▶ [Exercise task]:
Edit the entries below by changing every "partially occluded objects" to "partly hidden objects", and keep everything else as it is.

▶ [Input rows]:
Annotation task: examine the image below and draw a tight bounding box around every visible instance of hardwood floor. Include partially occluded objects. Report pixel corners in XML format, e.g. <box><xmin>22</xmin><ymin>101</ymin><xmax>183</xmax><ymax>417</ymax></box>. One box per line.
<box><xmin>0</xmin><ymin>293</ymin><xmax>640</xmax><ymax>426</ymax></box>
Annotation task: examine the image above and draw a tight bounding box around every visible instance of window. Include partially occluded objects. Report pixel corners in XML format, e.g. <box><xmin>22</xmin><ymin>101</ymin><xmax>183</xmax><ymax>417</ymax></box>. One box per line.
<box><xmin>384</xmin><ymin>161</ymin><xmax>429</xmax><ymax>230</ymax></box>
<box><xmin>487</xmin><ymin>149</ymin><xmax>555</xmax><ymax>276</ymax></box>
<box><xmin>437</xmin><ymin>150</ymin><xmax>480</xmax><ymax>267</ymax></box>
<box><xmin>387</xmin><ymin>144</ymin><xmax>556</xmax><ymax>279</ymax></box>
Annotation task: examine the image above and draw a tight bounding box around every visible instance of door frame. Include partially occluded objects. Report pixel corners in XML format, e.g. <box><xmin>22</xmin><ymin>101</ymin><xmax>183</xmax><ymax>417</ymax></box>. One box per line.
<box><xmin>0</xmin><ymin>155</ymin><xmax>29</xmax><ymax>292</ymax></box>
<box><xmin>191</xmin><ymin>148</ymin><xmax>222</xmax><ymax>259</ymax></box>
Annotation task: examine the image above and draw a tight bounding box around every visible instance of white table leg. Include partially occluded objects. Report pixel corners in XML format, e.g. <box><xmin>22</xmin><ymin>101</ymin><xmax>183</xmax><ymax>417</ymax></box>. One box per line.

▶ [Answer to this task]:
Annotation task: examine the image below and draw a tight bounding box around every visible instance of hardwood floor. Include partly hidden objects. Report pixel corners in XML format, e.g. <box><xmin>22</xmin><ymin>101</ymin><xmax>183</xmax><ymax>417</ymax></box>. One box per line.
<box><xmin>0</xmin><ymin>293</ymin><xmax>640</xmax><ymax>426</ymax></box>
Annotation task: examine the image above and draw a tight bounding box around every visible instance of window. Include partly hidden objects. Report pixel corners in XML format, e.g. <box><xmin>22</xmin><ymin>101</ymin><xmax>183</xmax><ymax>417</ymax></box>. One box per line.
<box><xmin>384</xmin><ymin>161</ymin><xmax>429</xmax><ymax>230</ymax></box>
<box><xmin>487</xmin><ymin>149</ymin><xmax>555</xmax><ymax>276</ymax></box>
<box><xmin>437</xmin><ymin>150</ymin><xmax>480</xmax><ymax>267</ymax></box>
<box><xmin>387</xmin><ymin>144</ymin><xmax>556</xmax><ymax>279</ymax></box>
Annotation task: examine the image above and draw a tight bounding box around every visible instance of door frame. Include partly hidden objects. Report pixel corners in XML format, e.g. <box><xmin>22</xmin><ymin>101</ymin><xmax>183</xmax><ymax>417</ymax></box>. One box per line.
<box><xmin>0</xmin><ymin>155</ymin><xmax>29</xmax><ymax>292</ymax></box>
<box><xmin>191</xmin><ymin>148</ymin><xmax>222</xmax><ymax>259</ymax></box>
Annotation task: examine the image above and draw a tight bounding box around every visible instance of white table leg. Include partly hidden objects. Report pixel corners in XML format, e.g. <box><xmin>22</xmin><ymin>101</ymin><xmax>183</xmax><ymax>417</ymax></box>. One box per line.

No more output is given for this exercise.